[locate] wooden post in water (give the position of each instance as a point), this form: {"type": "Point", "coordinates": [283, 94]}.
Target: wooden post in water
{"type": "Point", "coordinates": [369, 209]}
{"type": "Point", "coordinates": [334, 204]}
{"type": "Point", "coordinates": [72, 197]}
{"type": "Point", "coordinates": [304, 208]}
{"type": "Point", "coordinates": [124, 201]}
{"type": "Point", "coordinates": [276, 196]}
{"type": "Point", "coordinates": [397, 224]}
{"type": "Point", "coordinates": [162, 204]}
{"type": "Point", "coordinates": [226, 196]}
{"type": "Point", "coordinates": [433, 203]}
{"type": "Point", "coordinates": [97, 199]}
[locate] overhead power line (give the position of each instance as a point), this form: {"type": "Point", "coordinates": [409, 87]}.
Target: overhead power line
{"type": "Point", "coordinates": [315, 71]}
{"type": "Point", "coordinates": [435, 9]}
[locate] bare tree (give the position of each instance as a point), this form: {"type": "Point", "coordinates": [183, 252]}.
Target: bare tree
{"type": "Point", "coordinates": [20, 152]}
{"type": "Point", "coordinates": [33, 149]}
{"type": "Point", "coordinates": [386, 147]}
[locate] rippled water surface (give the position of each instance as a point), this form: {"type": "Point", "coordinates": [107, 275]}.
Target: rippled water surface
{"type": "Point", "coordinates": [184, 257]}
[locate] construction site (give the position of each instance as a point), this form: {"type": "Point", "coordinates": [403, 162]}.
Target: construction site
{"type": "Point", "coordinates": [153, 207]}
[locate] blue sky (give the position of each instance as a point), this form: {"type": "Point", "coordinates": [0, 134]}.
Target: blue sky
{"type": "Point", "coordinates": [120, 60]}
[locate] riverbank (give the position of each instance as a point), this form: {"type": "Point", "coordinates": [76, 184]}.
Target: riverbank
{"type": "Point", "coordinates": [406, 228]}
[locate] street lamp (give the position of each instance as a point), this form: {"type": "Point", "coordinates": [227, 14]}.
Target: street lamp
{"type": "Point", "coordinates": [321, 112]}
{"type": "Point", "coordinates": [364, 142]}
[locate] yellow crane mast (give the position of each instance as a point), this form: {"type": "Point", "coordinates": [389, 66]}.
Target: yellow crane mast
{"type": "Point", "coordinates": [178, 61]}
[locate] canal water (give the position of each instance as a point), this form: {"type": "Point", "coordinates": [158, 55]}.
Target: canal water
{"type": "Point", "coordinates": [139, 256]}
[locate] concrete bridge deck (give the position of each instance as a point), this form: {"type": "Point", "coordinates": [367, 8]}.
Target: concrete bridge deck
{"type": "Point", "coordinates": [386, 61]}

++++

Goal: Can you swap "Target" for "Label" in all of the items above and give them back with nothing else changed?

Result:
[locate] wooden post in water (give the position of each instance as a point), this form: {"type": "Point", "coordinates": [283, 94]}.
Label: wooden post in water
{"type": "Point", "coordinates": [369, 209]}
{"type": "Point", "coordinates": [334, 204]}
{"type": "Point", "coordinates": [72, 197]}
{"type": "Point", "coordinates": [304, 208]}
{"type": "Point", "coordinates": [124, 201]}
{"type": "Point", "coordinates": [276, 196]}
{"type": "Point", "coordinates": [397, 224]}
{"type": "Point", "coordinates": [162, 204]}
{"type": "Point", "coordinates": [226, 196]}
{"type": "Point", "coordinates": [433, 203]}
{"type": "Point", "coordinates": [97, 199]}
[locate] overhead power line (give the position of each instance as a point), this form: {"type": "Point", "coordinates": [409, 87]}.
Label: overhead power line
{"type": "Point", "coordinates": [315, 71]}
{"type": "Point", "coordinates": [435, 9]}
[locate] bare tree (give the position of each instance as a point), this form: {"type": "Point", "coordinates": [183, 252]}.
Label: bare tree
{"type": "Point", "coordinates": [20, 152]}
{"type": "Point", "coordinates": [33, 149]}
{"type": "Point", "coordinates": [386, 147]}
[locate] rippled water surface (give the position of each instance as a point), this form: {"type": "Point", "coordinates": [107, 275]}.
Label: rippled water surface
{"type": "Point", "coordinates": [184, 257]}
[locate] construction site (give the position of each instance as a point), this form: {"type": "Point", "coordinates": [403, 162]}.
Label: construction site
{"type": "Point", "coordinates": [153, 207]}
[locate] blue sky (give the position of each instance as a point), this form: {"type": "Point", "coordinates": [0, 134]}.
Label: blue sky
{"type": "Point", "coordinates": [120, 60]}
[locate] riverbank (give the position of each instance as a point), this form: {"type": "Point", "coordinates": [76, 184]}.
Label: riverbank
{"type": "Point", "coordinates": [406, 228]}
[locate] street lamp (give the position of each instance as a point), this form: {"type": "Point", "coordinates": [227, 14]}.
Label: street lamp
{"type": "Point", "coordinates": [321, 112]}
{"type": "Point", "coordinates": [364, 142]}
[locate] yellow crane mast (give the position of each instance as a point), this form: {"type": "Point", "coordinates": [389, 66]}.
Label: yellow crane mast
{"type": "Point", "coordinates": [178, 61]}
[locate] canal water (give the position of each instance as a point), this form: {"type": "Point", "coordinates": [158, 55]}.
Label: canal water
{"type": "Point", "coordinates": [139, 256]}
[locate] concrete bridge deck (give the position of each instance as a point), this form: {"type": "Point", "coordinates": [367, 8]}.
Label: concrete bridge deck
{"type": "Point", "coordinates": [386, 61]}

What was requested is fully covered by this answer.